• [Given request]
Pick out each line in the records below that contains the string "wall" and copy those lines.

• [Data shown]
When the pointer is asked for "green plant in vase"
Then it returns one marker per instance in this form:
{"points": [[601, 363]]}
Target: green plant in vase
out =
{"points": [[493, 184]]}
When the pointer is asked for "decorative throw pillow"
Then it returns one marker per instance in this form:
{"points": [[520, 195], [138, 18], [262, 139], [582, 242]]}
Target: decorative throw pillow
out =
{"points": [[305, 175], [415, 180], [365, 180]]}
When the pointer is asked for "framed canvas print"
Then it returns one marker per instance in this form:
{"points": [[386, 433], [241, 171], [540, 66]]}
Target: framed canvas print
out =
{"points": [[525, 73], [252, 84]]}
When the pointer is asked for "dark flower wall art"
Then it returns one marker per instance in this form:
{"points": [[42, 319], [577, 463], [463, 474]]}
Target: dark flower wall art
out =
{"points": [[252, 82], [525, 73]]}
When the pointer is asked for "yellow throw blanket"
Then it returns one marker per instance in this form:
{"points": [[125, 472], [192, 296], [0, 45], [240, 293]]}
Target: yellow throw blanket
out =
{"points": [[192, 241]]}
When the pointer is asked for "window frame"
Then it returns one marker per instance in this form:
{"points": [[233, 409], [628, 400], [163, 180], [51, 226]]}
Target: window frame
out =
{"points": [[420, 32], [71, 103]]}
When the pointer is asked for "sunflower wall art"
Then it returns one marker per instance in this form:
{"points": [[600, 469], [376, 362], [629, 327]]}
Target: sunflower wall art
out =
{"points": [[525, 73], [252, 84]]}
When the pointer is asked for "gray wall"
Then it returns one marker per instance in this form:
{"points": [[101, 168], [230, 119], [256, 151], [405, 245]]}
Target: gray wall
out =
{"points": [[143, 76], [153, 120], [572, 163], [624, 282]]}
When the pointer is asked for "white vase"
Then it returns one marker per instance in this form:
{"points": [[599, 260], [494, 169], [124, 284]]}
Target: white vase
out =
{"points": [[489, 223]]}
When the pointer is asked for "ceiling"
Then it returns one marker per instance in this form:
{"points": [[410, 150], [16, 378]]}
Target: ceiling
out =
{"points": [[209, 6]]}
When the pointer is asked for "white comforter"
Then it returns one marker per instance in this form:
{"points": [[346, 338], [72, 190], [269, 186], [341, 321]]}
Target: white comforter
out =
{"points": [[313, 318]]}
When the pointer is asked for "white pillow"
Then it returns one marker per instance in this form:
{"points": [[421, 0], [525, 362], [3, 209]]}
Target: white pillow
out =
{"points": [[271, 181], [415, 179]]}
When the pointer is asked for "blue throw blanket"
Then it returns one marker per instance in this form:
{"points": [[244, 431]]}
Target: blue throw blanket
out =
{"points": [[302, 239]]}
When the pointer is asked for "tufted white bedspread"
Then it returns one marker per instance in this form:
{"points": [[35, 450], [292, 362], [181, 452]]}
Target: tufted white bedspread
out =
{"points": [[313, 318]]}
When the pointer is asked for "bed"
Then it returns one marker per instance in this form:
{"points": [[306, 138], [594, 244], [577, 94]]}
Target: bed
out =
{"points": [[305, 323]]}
---
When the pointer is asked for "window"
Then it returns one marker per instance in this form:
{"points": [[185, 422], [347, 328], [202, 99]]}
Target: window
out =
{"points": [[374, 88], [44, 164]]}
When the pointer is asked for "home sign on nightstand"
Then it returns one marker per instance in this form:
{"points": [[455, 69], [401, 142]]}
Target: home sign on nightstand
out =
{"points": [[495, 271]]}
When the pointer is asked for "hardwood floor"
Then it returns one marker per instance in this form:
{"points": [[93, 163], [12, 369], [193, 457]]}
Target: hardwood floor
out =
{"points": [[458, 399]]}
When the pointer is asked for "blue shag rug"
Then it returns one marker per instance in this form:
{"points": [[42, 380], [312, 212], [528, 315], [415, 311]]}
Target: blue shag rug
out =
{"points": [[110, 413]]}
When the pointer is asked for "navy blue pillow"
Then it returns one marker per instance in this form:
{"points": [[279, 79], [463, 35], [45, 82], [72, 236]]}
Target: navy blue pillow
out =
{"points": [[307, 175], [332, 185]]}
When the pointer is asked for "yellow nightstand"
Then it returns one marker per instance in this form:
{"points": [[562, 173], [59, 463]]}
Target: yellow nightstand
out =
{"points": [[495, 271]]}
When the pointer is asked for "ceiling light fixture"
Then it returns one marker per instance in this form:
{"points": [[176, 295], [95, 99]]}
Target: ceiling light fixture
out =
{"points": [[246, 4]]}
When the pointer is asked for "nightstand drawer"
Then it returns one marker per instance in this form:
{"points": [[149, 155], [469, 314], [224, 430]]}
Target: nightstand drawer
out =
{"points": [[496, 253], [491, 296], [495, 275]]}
==
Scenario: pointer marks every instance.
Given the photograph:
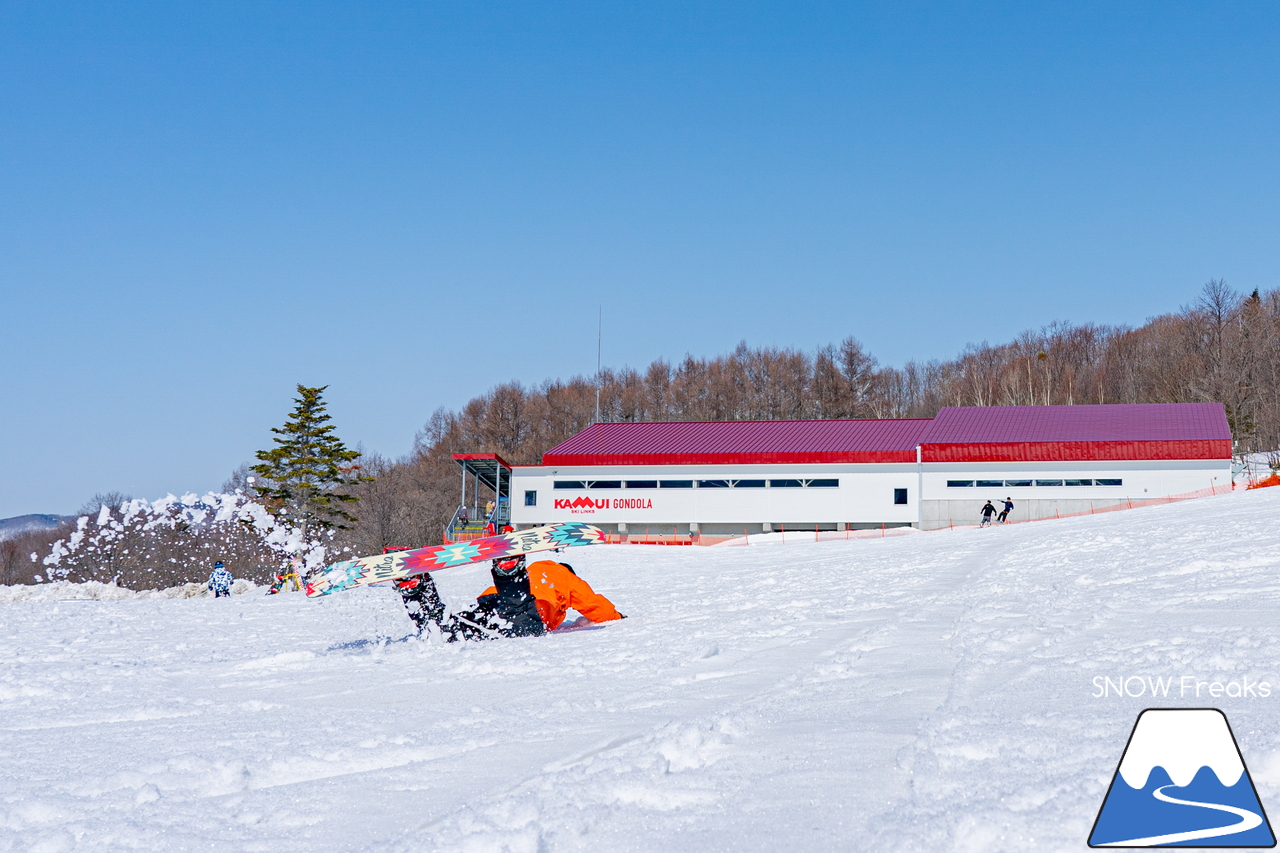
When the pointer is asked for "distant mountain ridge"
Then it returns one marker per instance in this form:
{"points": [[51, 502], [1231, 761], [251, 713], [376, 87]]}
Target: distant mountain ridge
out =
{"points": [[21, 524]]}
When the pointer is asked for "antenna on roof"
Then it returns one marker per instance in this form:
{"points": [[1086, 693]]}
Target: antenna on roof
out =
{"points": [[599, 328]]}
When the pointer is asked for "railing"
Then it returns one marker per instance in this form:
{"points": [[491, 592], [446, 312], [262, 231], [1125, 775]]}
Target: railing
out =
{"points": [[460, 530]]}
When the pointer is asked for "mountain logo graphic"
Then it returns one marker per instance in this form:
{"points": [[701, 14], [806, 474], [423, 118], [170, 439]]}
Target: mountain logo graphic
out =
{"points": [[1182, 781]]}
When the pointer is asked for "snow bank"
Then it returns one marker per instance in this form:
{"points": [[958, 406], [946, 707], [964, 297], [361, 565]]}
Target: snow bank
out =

• [Reply to the task]
When the pointer is asked for "dark flower wall art"
Target: dark flower wall art
When the pointer is asked for "sunflower wall art"
Target: sunflower wall art
When the pointer is asked for "gray wall"
Target: gray wall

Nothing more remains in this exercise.